§ **WHAT NEEDS TO BE DONE**:
From the line with "Where can the great" up to and including the last line of the items below, write the lines out again, substituting "duck" for "chicken" and leaving everything else unchanged, without the pictures.

§ **EXCERPTED DATA**:
>> START

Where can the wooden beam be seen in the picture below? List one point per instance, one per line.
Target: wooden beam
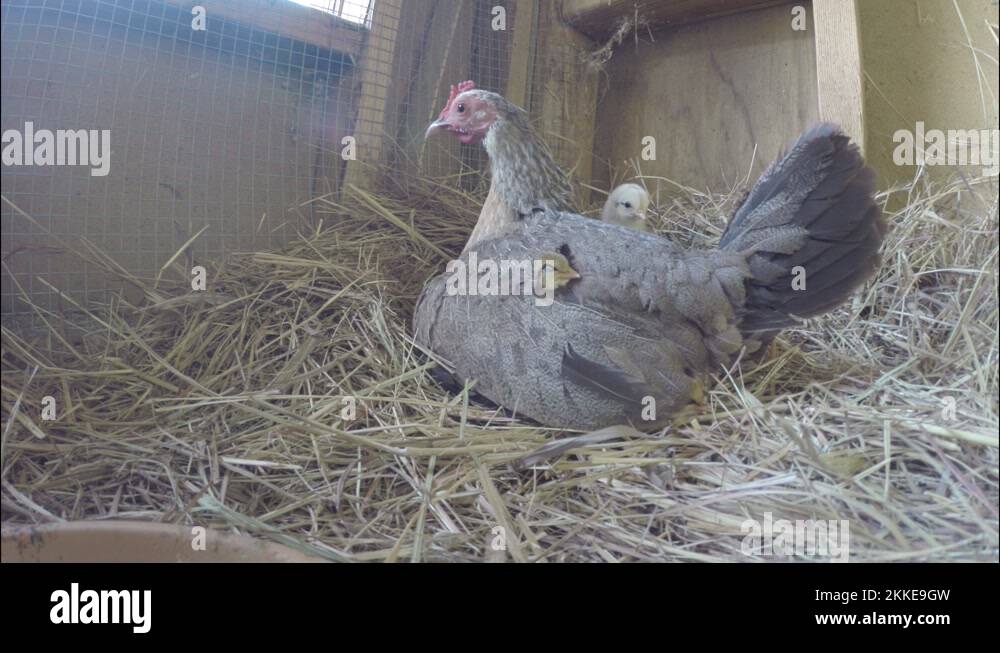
(519, 72)
(839, 81)
(444, 60)
(598, 19)
(298, 22)
(564, 104)
(376, 66)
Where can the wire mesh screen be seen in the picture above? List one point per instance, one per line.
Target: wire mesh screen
(225, 118)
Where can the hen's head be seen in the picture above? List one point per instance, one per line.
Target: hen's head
(469, 113)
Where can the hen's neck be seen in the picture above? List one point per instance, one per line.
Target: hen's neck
(524, 178)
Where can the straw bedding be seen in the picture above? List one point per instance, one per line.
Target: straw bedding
(227, 407)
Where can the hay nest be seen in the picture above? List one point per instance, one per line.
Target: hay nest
(227, 407)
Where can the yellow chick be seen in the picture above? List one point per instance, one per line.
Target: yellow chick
(627, 206)
(562, 271)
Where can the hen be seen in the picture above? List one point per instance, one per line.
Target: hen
(637, 334)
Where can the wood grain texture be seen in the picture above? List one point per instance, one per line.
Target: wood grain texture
(838, 66)
(598, 18)
(710, 93)
(521, 50)
(563, 102)
(376, 75)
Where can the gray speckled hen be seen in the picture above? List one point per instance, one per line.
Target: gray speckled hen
(646, 318)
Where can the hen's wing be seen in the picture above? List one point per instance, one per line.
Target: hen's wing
(631, 340)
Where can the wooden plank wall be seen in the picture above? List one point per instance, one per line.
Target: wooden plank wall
(716, 95)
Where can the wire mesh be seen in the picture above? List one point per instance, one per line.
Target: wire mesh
(227, 128)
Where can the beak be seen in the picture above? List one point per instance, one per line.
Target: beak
(436, 126)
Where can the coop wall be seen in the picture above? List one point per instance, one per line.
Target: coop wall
(222, 138)
(721, 97)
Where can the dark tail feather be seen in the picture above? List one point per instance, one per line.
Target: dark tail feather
(814, 208)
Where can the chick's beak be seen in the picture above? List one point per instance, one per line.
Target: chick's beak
(436, 126)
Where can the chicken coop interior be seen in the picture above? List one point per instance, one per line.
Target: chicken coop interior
(274, 152)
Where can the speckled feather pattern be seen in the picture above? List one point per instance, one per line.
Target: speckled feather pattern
(647, 318)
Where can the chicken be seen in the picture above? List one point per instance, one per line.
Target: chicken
(639, 333)
(627, 206)
(560, 269)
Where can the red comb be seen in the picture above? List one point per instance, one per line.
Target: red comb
(455, 91)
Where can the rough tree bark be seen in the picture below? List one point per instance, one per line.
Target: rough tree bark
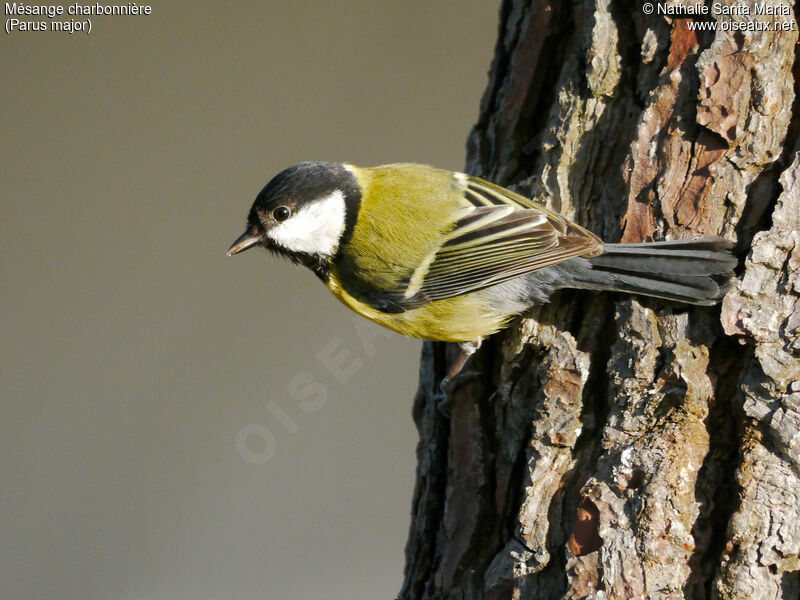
(622, 447)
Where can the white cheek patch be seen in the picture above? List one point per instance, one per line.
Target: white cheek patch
(314, 229)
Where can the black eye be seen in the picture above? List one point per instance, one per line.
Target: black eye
(281, 213)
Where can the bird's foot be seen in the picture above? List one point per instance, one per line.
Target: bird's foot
(449, 386)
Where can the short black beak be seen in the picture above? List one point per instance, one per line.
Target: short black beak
(243, 242)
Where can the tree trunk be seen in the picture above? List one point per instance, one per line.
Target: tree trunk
(622, 447)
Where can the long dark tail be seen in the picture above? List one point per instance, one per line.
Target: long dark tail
(696, 271)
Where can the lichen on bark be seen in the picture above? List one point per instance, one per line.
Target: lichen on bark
(621, 447)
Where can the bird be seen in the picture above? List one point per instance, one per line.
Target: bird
(445, 256)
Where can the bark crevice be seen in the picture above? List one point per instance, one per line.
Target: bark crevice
(616, 444)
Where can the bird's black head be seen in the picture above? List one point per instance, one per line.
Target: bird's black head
(304, 213)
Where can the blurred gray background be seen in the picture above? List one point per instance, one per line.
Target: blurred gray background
(150, 444)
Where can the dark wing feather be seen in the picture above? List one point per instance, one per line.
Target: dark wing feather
(501, 236)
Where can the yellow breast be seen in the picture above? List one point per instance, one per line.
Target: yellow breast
(459, 319)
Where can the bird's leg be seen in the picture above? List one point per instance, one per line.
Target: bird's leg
(456, 376)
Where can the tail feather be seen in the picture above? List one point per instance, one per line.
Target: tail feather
(694, 271)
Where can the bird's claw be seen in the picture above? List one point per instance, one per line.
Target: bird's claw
(448, 388)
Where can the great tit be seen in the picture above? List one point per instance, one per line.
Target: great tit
(439, 255)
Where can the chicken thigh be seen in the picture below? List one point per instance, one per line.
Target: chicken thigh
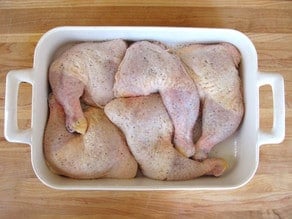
(149, 68)
(148, 130)
(214, 68)
(87, 70)
(101, 152)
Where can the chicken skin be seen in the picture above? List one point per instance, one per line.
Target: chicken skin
(85, 70)
(148, 130)
(101, 152)
(149, 68)
(214, 68)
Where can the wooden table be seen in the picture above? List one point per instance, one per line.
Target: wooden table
(269, 25)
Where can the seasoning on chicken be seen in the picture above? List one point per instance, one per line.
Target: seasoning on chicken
(149, 68)
(85, 70)
(148, 130)
(101, 152)
(214, 68)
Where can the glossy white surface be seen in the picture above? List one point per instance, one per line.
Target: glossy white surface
(241, 150)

>> END

§ **OUTPUT FOR THIS EXERCISE**:
Where can the great tit be seen in the picture above? List one point per instance, one per line.
Target: great tit
(439, 255)
Where can the duck thigh be seen in the picture below? List one point per instance, one per line.
Target: duck thigh
(149, 68)
(148, 130)
(214, 68)
(87, 70)
(101, 152)
Where can the duck skin be seen in the picture above? List one point per instance, one per line.
Target: duck skin
(85, 70)
(148, 130)
(101, 152)
(149, 68)
(214, 68)
Where can the wooden table be seen in the picture above? List one point per instance, one per line.
Target: wooden table
(269, 25)
Where can the seasoning on duck be seen in the picture above? List one point per instance, one per line.
Target: seasoning on duck
(149, 68)
(85, 70)
(148, 130)
(101, 152)
(214, 68)
Where can the glossy white surface be seen in the picture above? List one point per instance, one per line.
Target: glossy white surface
(241, 150)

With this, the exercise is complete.